Reading passage:
↓

LINES OF THOUGHT ACROSS SOUTHEAST ASIA

“We are victims of fat tigers and foreign policy”

The sixth part of a Southeast Asia Globe series that shines a light on the region’s finest poetry

Nathan A. Thompson
March 19, 2014

The sixth part of a Southeast Asia Globe series that shines a light on the region’s finest poetry

Compiled by Nathan A. Thompson   Illustration by Natalie Phillips

The Hmong are an ethnic group from the mountainous regions of Laos and several other Southeast Asian countries. During what is known as The Secret War, between 1953 and 1975, many Hmong were recruited by US forces to oppose Pathet Lao insurgents and North Vietnamese communists. The communist victory in December 1975 forced tens of thousands to flee to the US after the victors promised to exterminate the Hmong “to the last root”, as stated by the official Pathet Lao newspaper in May 1975.

Illustration by Natalie Phillips
Illustration by Natalie Phillips

The two poets featured this month were children at the time of the Hmong exodus (or genocide, as some have claimed). Their poems are some of the first written by Hmong, who have not had a written language throughout their 4,000-year history. It is strange to think Hmong literature now only exists in the language of one of the nations that caused them to be ripped from their homeland. Nevertheless, the impetus to nurture what is left is paramount: “Our parents will never write. So we write for them,” poet Soul Choj Vang told The New York Times in 2011.

↑

Complete the following:
1: Write out the passage of the Hmong poetry article from "LINES OF THOUGHT" to "in May 1975.", word for word.
2: Report every line in the listing below that contains the string "lattice".

Data in this exercise:
↓

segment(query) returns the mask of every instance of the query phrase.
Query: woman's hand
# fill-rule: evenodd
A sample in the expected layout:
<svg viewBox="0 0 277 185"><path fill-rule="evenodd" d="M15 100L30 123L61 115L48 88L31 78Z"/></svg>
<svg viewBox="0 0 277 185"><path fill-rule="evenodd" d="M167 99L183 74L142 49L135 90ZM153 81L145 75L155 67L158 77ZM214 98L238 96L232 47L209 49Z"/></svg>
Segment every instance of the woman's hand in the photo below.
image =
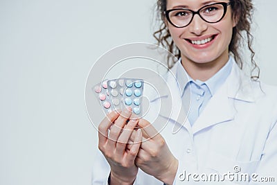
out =
<svg viewBox="0 0 277 185"><path fill-rule="evenodd" d="M121 112L120 115L112 112L98 127L98 148L111 167L110 185L132 184L138 173L134 160L142 139L141 130L135 132L134 143L128 144L129 149L125 150L126 143L138 123L137 119L131 119L126 125L131 116L129 109Z"/></svg>
<svg viewBox="0 0 277 185"><path fill-rule="evenodd" d="M164 139L148 121L140 119L138 125L142 129L145 141L141 143L135 160L136 165L163 183L172 184L178 168L178 160L171 153ZM134 135L132 139L134 137Z"/></svg>

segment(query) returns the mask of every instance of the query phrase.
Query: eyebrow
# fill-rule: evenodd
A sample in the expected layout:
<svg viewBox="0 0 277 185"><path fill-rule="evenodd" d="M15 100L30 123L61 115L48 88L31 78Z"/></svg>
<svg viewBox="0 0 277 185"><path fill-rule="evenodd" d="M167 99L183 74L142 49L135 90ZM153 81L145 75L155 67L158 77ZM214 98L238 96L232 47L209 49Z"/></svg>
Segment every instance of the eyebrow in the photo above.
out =
<svg viewBox="0 0 277 185"><path fill-rule="evenodd" d="M213 3L218 3L218 1L207 1L206 2L203 2L201 3L202 6L205 6L207 4ZM173 6L172 8L188 8L188 6L187 5L177 5L175 6Z"/></svg>

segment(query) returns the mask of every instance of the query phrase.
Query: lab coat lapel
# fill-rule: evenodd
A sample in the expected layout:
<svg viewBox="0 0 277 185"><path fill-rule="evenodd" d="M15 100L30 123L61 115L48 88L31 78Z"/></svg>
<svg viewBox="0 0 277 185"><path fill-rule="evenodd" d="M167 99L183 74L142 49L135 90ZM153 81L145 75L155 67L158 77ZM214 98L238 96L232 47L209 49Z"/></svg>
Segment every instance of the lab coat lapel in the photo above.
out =
<svg viewBox="0 0 277 185"><path fill-rule="evenodd" d="M176 74L175 69L172 69L172 73ZM173 122L172 133L177 133L184 127L195 134L216 124L233 120L235 114L233 100L242 100L246 103L254 102L249 79L233 62L231 73L226 82L209 100L193 127L187 118L189 106L182 105L180 89L174 76L167 78L170 90L161 90L163 93L152 101L159 100L161 105L163 105L159 115Z"/></svg>
<svg viewBox="0 0 277 185"><path fill-rule="evenodd" d="M254 102L249 81L250 78L234 62L226 81L211 98L193 124L193 133L233 120L235 114L234 100L244 101L245 103Z"/></svg>
<svg viewBox="0 0 277 185"><path fill-rule="evenodd" d="M166 93L162 94L159 98L161 105L161 105L159 116L167 118L173 123L173 134L177 133L182 127L184 127L188 130L191 130L187 117L187 112L190 103L190 98L188 99L188 105L182 104L181 89L175 76L177 73L176 71L177 65L171 69L171 74L167 77L167 83L170 91L161 91ZM188 79L186 80L188 80Z"/></svg>

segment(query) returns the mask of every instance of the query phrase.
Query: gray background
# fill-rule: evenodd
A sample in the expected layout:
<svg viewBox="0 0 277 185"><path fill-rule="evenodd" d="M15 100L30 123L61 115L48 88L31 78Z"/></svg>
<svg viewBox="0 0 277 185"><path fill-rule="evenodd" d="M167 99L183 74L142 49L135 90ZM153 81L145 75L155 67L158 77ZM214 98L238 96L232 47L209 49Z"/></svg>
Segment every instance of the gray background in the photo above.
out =
<svg viewBox="0 0 277 185"><path fill-rule="evenodd" d="M89 184L97 132L84 107L91 67L153 42L154 0L0 0L0 184ZM255 1L262 81L277 85L277 1Z"/></svg>

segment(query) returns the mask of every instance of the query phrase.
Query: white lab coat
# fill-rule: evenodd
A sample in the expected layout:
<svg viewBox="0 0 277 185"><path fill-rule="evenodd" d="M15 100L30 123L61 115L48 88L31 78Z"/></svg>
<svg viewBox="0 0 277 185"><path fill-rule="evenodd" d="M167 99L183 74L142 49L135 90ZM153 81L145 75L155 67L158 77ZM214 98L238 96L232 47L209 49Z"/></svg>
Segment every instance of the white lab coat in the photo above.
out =
<svg viewBox="0 0 277 185"><path fill-rule="evenodd" d="M177 65L172 69L173 74L176 73ZM159 97L148 94L150 109L146 118L150 123L154 122L153 125L179 160L175 184L204 184L199 177L195 178L199 182L193 180L191 176L188 182L187 178L179 180L179 177L184 178L180 175L184 172L222 175L229 172L249 175L256 173L257 179L261 177L275 177L275 184L276 184L276 88L251 82L234 62L226 82L190 126L184 111L187 108L181 105L176 80L171 75L168 75L166 79L168 89L162 91ZM165 105L166 109L163 108ZM172 131L177 133L172 134ZM109 174L107 162L100 152L95 161L92 184L107 184ZM234 172L235 166L239 166L236 170L240 169L240 172ZM213 182L206 183L215 184ZM220 184L249 184L249 182L231 180L220 182ZM134 184L163 183L139 170ZM265 184L251 181L250 184Z"/></svg>

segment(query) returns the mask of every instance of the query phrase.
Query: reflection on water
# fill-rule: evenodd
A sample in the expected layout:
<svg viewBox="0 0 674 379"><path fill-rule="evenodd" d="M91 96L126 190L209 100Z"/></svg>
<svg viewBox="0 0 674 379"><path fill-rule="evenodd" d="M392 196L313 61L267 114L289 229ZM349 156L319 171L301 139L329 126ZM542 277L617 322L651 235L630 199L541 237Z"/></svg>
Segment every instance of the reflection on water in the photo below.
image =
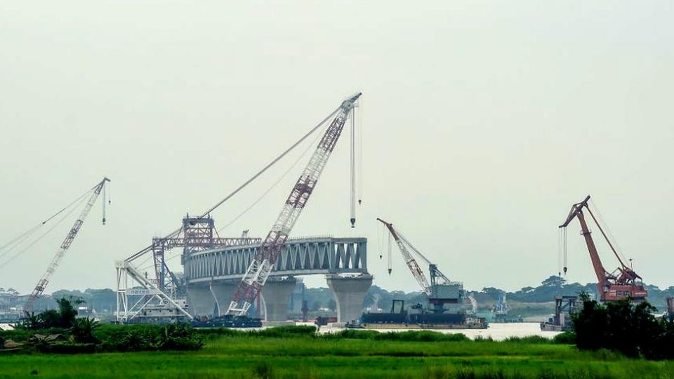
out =
<svg viewBox="0 0 674 379"><path fill-rule="evenodd" d="M432 329L433 331L455 333L461 333L471 339L481 336L483 338L489 338L496 341L501 341L508 337L529 337L530 335L540 335L546 338L552 338L557 335L560 332L543 331L541 330L541 324L538 322L517 322L510 324L489 324L486 329ZM321 333L331 333L342 330L337 328L321 327ZM419 329L377 329L381 332L388 331L405 331L408 330Z"/></svg>

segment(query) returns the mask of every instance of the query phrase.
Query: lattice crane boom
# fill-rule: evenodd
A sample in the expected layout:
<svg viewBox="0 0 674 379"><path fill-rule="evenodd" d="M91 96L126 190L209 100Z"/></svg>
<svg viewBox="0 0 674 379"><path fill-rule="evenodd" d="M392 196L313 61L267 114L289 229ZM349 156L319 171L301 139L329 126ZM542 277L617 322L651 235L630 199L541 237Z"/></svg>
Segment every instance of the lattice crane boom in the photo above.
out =
<svg viewBox="0 0 674 379"><path fill-rule="evenodd" d="M65 255L65 252L67 251L68 248L70 248L70 245L72 244L73 240L75 239L75 237L77 236L77 232L79 232L79 229L82 227L82 224L84 223L84 220L86 219L86 216L89 214L89 211L91 211L91 207L93 206L93 204L98 198L98 195L100 194L101 190L105 187L105 183L110 181L110 180L107 178L104 178L100 182L97 184L93 188L91 194L89 196L89 199L86 202L86 205L84 206L84 208L82 209L81 212L80 212L79 217L77 218L75 223L73 224L72 227L71 227L70 230L68 232L67 235L65 236L65 239L61 244L60 247L56 252L54 258L52 258L51 262L49 263L47 270L42 275L42 277L40 278L40 280L38 281L37 284L35 286L35 288L31 293L30 296L28 298L28 301L26 302L25 307L24 307L24 310L26 312L29 312L32 311L33 307L35 305L35 302L38 298L39 298L40 296L42 295L42 293L44 292L44 289L46 288L47 284L49 284L49 279L56 270L56 267L58 267L59 263L60 263L61 259L63 258L63 255ZM105 222L105 218L103 220Z"/></svg>
<svg viewBox="0 0 674 379"><path fill-rule="evenodd" d="M393 236L393 239L395 240L395 243L398 245L398 249L400 250L400 253L402 254L405 264L409 267L409 271L412 273L412 276L414 277L414 279L418 282L419 286L421 286L421 289L423 290L426 295L431 296L432 295L432 291L428 284L428 281L426 279L425 275L423 274L423 271L421 270L421 267L419 267L419 264L416 262L416 260L414 259L414 257L412 256L412 254L407 248L407 245L409 245L410 248L415 251L416 249L414 248L409 242L407 242L407 240L405 239L404 237L398 233L395 228L393 227L393 224L387 222L381 218L377 218L377 220L385 225L388 229L391 235ZM423 255L421 255L421 257L425 260Z"/></svg>
<svg viewBox="0 0 674 379"><path fill-rule="evenodd" d="M341 135L344 124L360 95L359 93L342 102L337 115L328 126L304 172L291 191L276 222L267 237L263 240L245 275L237 287L227 314L246 314L253 300L260 294L288 236L315 188L328 159Z"/></svg>
<svg viewBox="0 0 674 379"><path fill-rule="evenodd" d="M646 298L647 291L640 282L641 277L639 276L631 267L628 267L621 259L620 255L616 251L613 244L609 239L608 236L604 232L602 226L599 224L597 218L590 209L588 201L590 200L588 195L584 200L579 203L573 204L571 211L567 216L567 219L560 225L560 229L566 228L569 224L575 218L578 218L581 224L581 234L585 239L586 244L588 246L588 251L590 253L590 259L592 261L593 268L595 270L595 274L597 276L597 288L599 291L600 297L602 301L612 301L631 298L637 301L642 301ZM599 253L597 251L597 246L592 238L592 232L588 227L587 221L583 213L583 208L590 214L592 220L599 229L602 236L608 244L609 247L613 251L618 261L620 262L620 267L616 269L614 272L609 272L604 268L602 260L600 258ZM566 234L564 234L564 237ZM564 255L566 257L566 241L564 243ZM567 272L566 262L564 262L564 272Z"/></svg>

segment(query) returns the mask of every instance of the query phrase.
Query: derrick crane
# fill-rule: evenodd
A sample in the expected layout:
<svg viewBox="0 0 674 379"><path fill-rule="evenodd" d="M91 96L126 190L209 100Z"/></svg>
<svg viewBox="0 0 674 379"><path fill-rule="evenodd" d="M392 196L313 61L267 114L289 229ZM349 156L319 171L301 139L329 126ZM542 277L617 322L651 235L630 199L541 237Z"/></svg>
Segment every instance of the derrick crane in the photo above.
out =
<svg viewBox="0 0 674 379"><path fill-rule="evenodd" d="M609 239L602 226L599 225L597 218L590 209L588 201L590 200L590 196L588 195L584 200L580 203L576 203L571 206L571 211L566 220L560 225L560 229L566 228L567 226L574 220L578 218L581 224L581 234L585 238L585 242L588 246L588 251L590 252L590 259L592 260L592 266L595 270L595 274L597 275L597 289L599 291L600 300L602 302L615 301L631 298L637 302L642 302L646 300L648 295L646 288L641 281L640 277L632 268L628 267L623 262L620 255L616 251L613 244ZM591 232L588 227L588 223L585 219L585 214L583 213L583 208L587 210L588 213L594 221L595 225L602 233L602 236L606 240L614 255L618 258L620 262L620 267L616 268L613 272L609 272L604 268L602 260L599 258L597 252L597 247L595 246L595 241L592 239ZM564 236L566 234L564 233ZM564 255L566 257L566 243L564 244ZM564 272L567 272L566 262L564 262Z"/></svg>
<svg viewBox="0 0 674 379"><path fill-rule="evenodd" d="M291 191L276 222L263 240L246 274L237 286L226 314L246 314L259 295L281 254L281 250L285 246L289 234L315 188L321 173L341 135L344 124L360 95L361 93L357 93L342 102L337 115L328 126L304 172ZM355 220L352 220L352 225L354 222Z"/></svg>
<svg viewBox="0 0 674 379"><path fill-rule="evenodd" d="M61 244L61 246L56 252L56 254L54 255L54 258L51 260L51 262L49 264L49 266L47 267L47 271L42 275L42 277L40 278L40 280L38 281L37 284L35 285L35 288L33 289L32 293L31 293L30 296L28 298L28 301L26 302L26 305L24 307L24 310L27 312L32 311L33 306L35 305L35 302L37 299L42 295L42 293L44 292L44 289L46 288L47 284L49 284L49 279L51 277L51 275L56 270L56 267L58 267L58 264L60 262L61 259L63 258L63 255L65 255L65 252L67 251L68 248L70 248L70 244L72 244L73 240L75 239L75 237L77 235L77 232L79 232L79 228L81 227L82 224L84 223L84 220L86 218L86 216L89 214L89 211L91 210L91 207L93 206L93 204L96 201L96 199L98 198L98 195L100 194L101 190L105 186L107 182L110 182L110 180L107 178L103 178L103 180L97 184L91 190L91 194L89 196L89 199L86 202L86 205L84 206L84 208L82 209L81 212L79 213L79 217L77 218L77 220L75 221L75 223L73 224L72 227L70 228L70 231L68 232L67 235L65 237L65 239L63 240L63 242ZM104 195L105 197L105 195ZM103 201L103 224L105 223L105 201Z"/></svg>
<svg viewBox="0 0 674 379"><path fill-rule="evenodd" d="M442 312L444 304L458 304L463 302L465 293L463 284L451 281L444 274L440 272L437 265L428 260L399 230L393 227L393 224L387 222L381 218L377 218L377 220L385 225L393 237L403 259L405 260L405 264L407 265L410 272L412 273L412 276L416 279L421 289L428 296L428 302L433 305L434 312ZM423 274L423 271L410 251L428 265L428 272L430 274L430 284ZM389 262L390 262L390 260L389 260ZM391 273L390 268L389 268L388 273L389 274ZM439 279L442 279L442 281L440 281Z"/></svg>

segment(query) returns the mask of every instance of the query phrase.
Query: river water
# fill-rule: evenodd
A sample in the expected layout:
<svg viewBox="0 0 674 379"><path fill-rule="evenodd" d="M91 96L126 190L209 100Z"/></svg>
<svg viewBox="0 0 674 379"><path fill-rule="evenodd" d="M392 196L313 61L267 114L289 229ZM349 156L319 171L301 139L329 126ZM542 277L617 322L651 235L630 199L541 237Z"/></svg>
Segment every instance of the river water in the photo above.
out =
<svg viewBox="0 0 674 379"><path fill-rule="evenodd" d="M342 330L340 328L322 326L320 333L334 333ZM418 331L419 329L376 329L381 332L405 331L408 330ZM539 335L546 338L552 338L560 332L543 331L541 324L538 322L513 322L508 324L491 323L486 329L432 329L433 331L444 333L461 333L471 339L477 337L483 338L491 338L492 340L501 341L509 337L529 337Z"/></svg>
<svg viewBox="0 0 674 379"><path fill-rule="evenodd" d="M11 330L9 324L0 324L0 329ZM343 328L322 326L319 333L335 333L343 330ZM419 329L377 329L380 332L405 331L408 330L418 331ZM483 338L491 338L492 340L501 341L509 337L529 337L530 335L540 335L546 338L552 338L560 332L543 331L540 324L537 322L516 322L510 324L491 323L486 329L432 329L433 331L444 333L461 333L471 339L480 336Z"/></svg>

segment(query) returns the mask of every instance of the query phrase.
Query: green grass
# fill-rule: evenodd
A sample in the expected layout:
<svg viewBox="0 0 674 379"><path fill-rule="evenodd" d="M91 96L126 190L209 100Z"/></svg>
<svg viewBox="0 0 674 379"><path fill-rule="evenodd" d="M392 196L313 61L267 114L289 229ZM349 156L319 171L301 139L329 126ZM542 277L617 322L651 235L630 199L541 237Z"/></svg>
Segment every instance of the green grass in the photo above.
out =
<svg viewBox="0 0 674 379"><path fill-rule="evenodd" d="M423 340L428 335L401 338L408 340L364 334L340 338L289 331L271 336L209 334L206 346L196 352L0 354L0 378L674 379L673 361L627 359L607 351L581 352L538 339L428 342Z"/></svg>

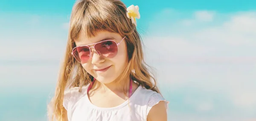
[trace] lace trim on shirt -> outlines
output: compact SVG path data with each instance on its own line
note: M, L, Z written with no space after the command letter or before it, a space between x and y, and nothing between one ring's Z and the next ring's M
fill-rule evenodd
M169 102L165 99L160 94L155 93L153 94L149 98L149 101L148 103L148 108L147 109L147 115L148 114L149 111L152 107L158 104L160 101L164 101L166 102L166 109L168 108L168 104Z

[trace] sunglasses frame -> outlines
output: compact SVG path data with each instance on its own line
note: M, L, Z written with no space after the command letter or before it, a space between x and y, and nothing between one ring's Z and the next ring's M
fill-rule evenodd
M103 41L101 41L97 43L92 43L92 44L88 44L88 45L82 45L82 46L77 46L75 47L74 47L74 48L73 48L73 49L72 49L72 52L71 52L71 55L73 55L73 56L74 57L74 58L75 58L75 59L76 59L76 61L77 61L79 63L81 63L81 60L80 62L79 62L79 61L78 61L77 59L76 58L76 57L78 58L80 58L79 57L77 57L76 55L74 54L74 49L76 49L76 48L78 48L78 47L84 47L84 46L86 46L88 47L89 49L90 50L90 58L92 58L92 51L91 50L92 48L93 48L94 49L94 50L95 50L95 52L96 52L96 53L97 53L97 54L98 54L99 55L99 56L102 56L102 54L100 53L99 53L97 50L96 50L96 49L95 49L95 45L98 43L101 43L102 42L105 42L105 41L113 41L114 42L114 43L115 43L116 44L116 46L117 46L117 51L118 51L118 46L119 46L119 45L120 45L120 43L123 41L123 40L124 40L124 39L125 38L126 36L125 36L118 43L116 43L116 42L113 40L103 40ZM90 45L94 45L93 46L89 46ZM76 57L75 57L76 56Z

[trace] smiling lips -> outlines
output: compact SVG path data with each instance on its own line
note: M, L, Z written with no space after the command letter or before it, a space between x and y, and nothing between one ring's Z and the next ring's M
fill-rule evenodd
M108 69L109 69L109 68L110 68L110 67L111 67L111 66L110 66L108 67L102 69L94 69L94 70L95 70L96 72L105 72L106 71L107 71Z

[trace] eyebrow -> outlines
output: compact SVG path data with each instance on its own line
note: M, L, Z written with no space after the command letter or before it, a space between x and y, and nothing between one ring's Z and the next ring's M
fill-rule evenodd
M101 40L100 40L97 42L96 42L96 43L98 43L98 42L101 42L101 41L104 41L104 40L113 40L113 39L115 39L115 38L114 37L105 37L104 39L102 39Z

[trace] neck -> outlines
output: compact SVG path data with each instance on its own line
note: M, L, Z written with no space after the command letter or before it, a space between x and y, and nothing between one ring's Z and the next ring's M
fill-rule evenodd
M102 83L97 80L95 80L93 88L97 88L99 90L104 92L123 92L124 88L125 90L128 91L130 86L130 79L129 77L124 78L120 80L120 78L118 78L113 82L108 84ZM93 86L94 86L93 87Z

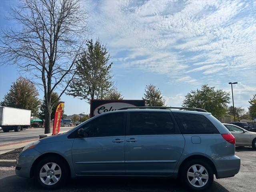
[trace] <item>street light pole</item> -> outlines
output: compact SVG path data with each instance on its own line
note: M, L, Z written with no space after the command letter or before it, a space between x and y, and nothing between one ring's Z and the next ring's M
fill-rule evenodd
M236 118L235 117L235 107L234 105L234 97L233 96L233 84L237 84L237 82L235 82L234 83L232 83L232 82L230 82L228 83L228 84L231 84L231 90L232 91L232 101L233 101L233 114L234 114L234 121L236 121Z

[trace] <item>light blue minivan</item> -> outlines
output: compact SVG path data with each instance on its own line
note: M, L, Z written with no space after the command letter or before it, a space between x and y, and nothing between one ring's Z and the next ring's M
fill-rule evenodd
M235 138L210 113L182 108L122 109L31 143L17 158L16 174L34 177L48 189L70 178L100 176L179 177L190 189L203 190L214 174L220 178L238 173Z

↑

Task-by-task answers:
1:
LINES OF THOUGHT ACROSS SOUTHEAST ASIA

“We are victims of fat tigers and foreign policy”

The sixth part of a Southeast Asia Globe series that shines a light on the region’s finest poetry

Nathan A. Thompson
March 19, 2014

The sixth part of a Southeast Asia Globe series that shines a light on the region’s finest poetry

Compiled by Nathan A. Thompson   Illustration by Natalie Phillips

The Hmong are an ethnic group from the mountainous regions of Laos and several other Southeast Asian countries. During what is known as The Secret War, between 1953 and 1975, many Hmong were recruited by US forces to oppose Pathet Lao insurgents and North Vietnamese communists. The communist victory in December 1975 forced tens of thousands to flee to the US after the victors promised to exterminate the Hmong “to the last root”, as stated by the official Pathet Lao newspaper in May 1975.

2:
Query: lattice crane boom
Segment every instance of the lattice crane boom in the photo above.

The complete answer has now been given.